TEXTE SOURCE
- - -

REGLEMENTATIONA Nice, un arrêté oblige au port du masque dans des conditions spécifiques

Déconfinement à Nice : L’arrêté de la ville oblige au port du masque dans des conditions finalement très spécifiques

REGLEMENTATIONLa mairie avait décidé d’abroger son premier texte, attaqué en justice
Fabien Binacchi

Fabien Binacchi

L'essentiel

  • La Ligue des droits de l’Homme avait attaqué l’arrêté pris par Christian Estrosi pour obliger au port du masque dans l’espace public.
  • La mairie a décidé d’abroger son texte dimanche soir pour en prendre un « plus adapté ».
  • Il est désormais obligatoire uniquement quand il existe « une incompatibilité avec l’exigence des règles de distanciation sociale ».

Obligation de porter un masque ou pas ? En ce lundi de déconfinement, certains Niçois étaient un peu perdus. Et pour cause. L’annonce, à la mi-journée alors qu’il était attaqué en justice, de l’abrogation de l’arrêté municipal réglementant son usage dans les espaces publics. Décision prise pour en reprendre un autre « plus adapté », dixit la mairie.

Le nouveau texte, arrivé en préfecture dans l’après-midi, impose le port du masque « sur le domaine public et ses dépendances et sur les lieux publics susceptibles d’accueillir du public » mais sous certaines nouvelles conditions détaillées. Très détaillées. Et quand il existe « une incompatibilité avec l’exigence des règles de distanciation sociale ».

- - -

OBJECTIFS
1. Extrayez sans rien changer le passage du texte sur l'arrêté niçois qui commence aux mots « REGLEMENTATIONLa mairie avait » et s'arrête après « dans l’espace public. ».
2. Traduisez en anglais cette phrase du texte sur l'arrêté niçois : « La mairie a décidé d’abroger son texte dimanche soir pour en prendre un « plus adapté ». »
Vous n'aurez pas besoin des items pour ce travail.

- - -

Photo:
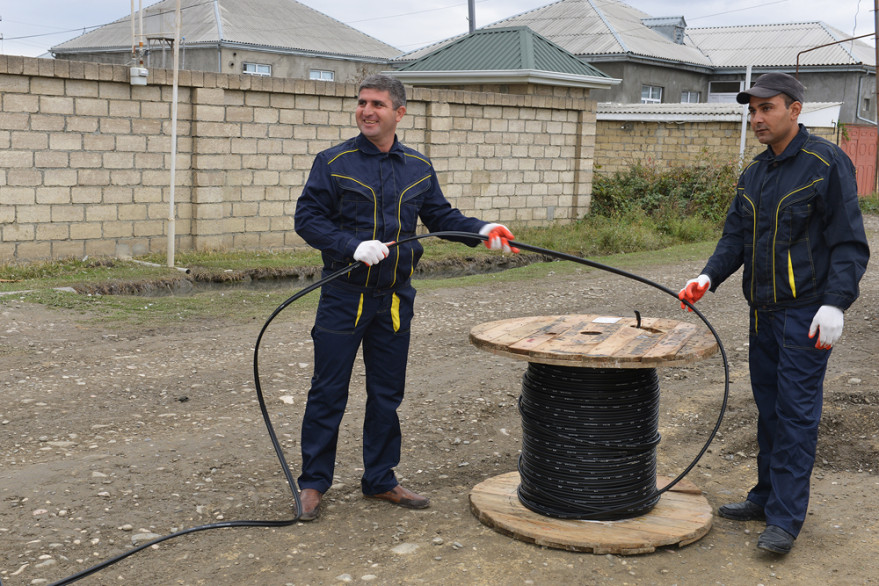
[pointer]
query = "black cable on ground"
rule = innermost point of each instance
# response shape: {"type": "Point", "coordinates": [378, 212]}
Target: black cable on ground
{"type": "Point", "coordinates": [277, 446]}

- - -

RÉPONSES PAR CONSIGNE
1.
REGLEMENTATIONLa mairie avait décidé d’abroger son premier texte, attaqué en justice
Fabien Binacchi

Fabien Binacchi

L'essentiel

  • La Ligue des droits de l’Homme avait attaqué l’arrêté pris par Christian Estrosi pour obliger au port du masque dans l’espace public.

2. The town hall decided to repeal its order on Sunday evening in order to issue a "more suitable" one.